* _ABOUT THIS TASK_:
For the copy, please give all of the data again exactly and leave the pictures out.

**** GIVEN RECORDS ****

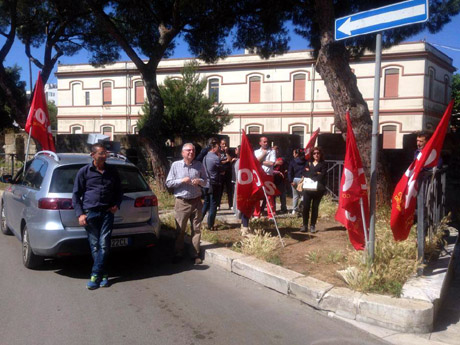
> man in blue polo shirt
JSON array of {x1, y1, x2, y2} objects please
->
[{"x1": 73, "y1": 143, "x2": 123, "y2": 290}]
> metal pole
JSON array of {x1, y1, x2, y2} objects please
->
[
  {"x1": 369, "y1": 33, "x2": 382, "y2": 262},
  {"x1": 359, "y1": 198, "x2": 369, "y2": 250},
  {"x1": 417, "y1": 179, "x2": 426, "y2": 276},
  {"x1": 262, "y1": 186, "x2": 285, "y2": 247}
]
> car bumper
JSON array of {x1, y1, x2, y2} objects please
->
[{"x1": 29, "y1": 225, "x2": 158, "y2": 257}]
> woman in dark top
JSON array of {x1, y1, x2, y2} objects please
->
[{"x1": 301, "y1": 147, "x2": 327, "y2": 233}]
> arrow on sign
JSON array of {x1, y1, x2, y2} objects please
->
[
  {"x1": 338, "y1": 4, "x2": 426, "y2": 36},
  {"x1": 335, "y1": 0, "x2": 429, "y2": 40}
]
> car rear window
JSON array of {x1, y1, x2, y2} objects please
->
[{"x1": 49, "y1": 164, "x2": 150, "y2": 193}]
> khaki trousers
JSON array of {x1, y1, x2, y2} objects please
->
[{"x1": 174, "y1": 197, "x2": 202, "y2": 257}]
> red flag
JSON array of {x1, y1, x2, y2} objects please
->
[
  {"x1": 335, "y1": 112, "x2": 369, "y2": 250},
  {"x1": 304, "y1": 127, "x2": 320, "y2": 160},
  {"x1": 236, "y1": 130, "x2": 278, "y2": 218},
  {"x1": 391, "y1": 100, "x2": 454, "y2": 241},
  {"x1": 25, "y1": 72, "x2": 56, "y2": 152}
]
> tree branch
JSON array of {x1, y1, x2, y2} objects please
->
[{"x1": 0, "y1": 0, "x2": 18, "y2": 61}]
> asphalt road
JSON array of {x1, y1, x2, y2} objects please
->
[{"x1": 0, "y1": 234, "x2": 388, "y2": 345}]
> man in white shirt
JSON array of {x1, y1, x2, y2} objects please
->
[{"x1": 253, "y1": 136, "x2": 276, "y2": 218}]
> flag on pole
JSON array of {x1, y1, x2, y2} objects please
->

****

* _EXERCISE ANSWER_:
> man in blue polo shirt
JSON array of {x1, y1, x2, y2} objects please
->
[{"x1": 73, "y1": 143, "x2": 123, "y2": 290}]
> metal pole
JSON array of {x1, y1, x2, y2} objects please
->
[
  {"x1": 369, "y1": 33, "x2": 382, "y2": 262},
  {"x1": 359, "y1": 198, "x2": 369, "y2": 250},
  {"x1": 417, "y1": 179, "x2": 426, "y2": 276},
  {"x1": 262, "y1": 186, "x2": 285, "y2": 247}
]
> car bumper
JSON array of {x1, y1, x2, y2} objects please
->
[{"x1": 29, "y1": 225, "x2": 158, "y2": 257}]
> woman in dark top
JSON array of {x1, y1, x2, y2} objects please
->
[{"x1": 301, "y1": 147, "x2": 327, "y2": 233}]
> arrow on sign
JSON array of {x1, y1, x2, y2} objects please
->
[
  {"x1": 338, "y1": 4, "x2": 426, "y2": 36},
  {"x1": 335, "y1": 0, "x2": 429, "y2": 40}
]
> car rear window
JSON array of {x1, y1, x2, y2} objects please
->
[{"x1": 49, "y1": 164, "x2": 150, "y2": 193}]
> khaki trousers
JSON array of {x1, y1, x2, y2} objects please
->
[{"x1": 174, "y1": 197, "x2": 202, "y2": 257}]
> red flag
JSON array of {x1, y1, x2, y2} objects please
->
[
  {"x1": 335, "y1": 112, "x2": 369, "y2": 250},
  {"x1": 304, "y1": 127, "x2": 320, "y2": 160},
  {"x1": 236, "y1": 130, "x2": 278, "y2": 218},
  {"x1": 391, "y1": 100, "x2": 454, "y2": 241},
  {"x1": 25, "y1": 72, "x2": 56, "y2": 152}
]
> tree branch
JSON array of {x1, y1, x2, y2} objects please
->
[{"x1": 0, "y1": 0, "x2": 18, "y2": 61}]
> asphalt road
JSON array of {x1, y1, x2, y2} objects please
->
[{"x1": 0, "y1": 234, "x2": 388, "y2": 345}]
> man in white shirt
JSON array of {x1, y1, x2, y2} objects please
->
[{"x1": 253, "y1": 136, "x2": 276, "y2": 218}]
> flag on pole
JSON array of {x1, y1, x2, y2} objects please
->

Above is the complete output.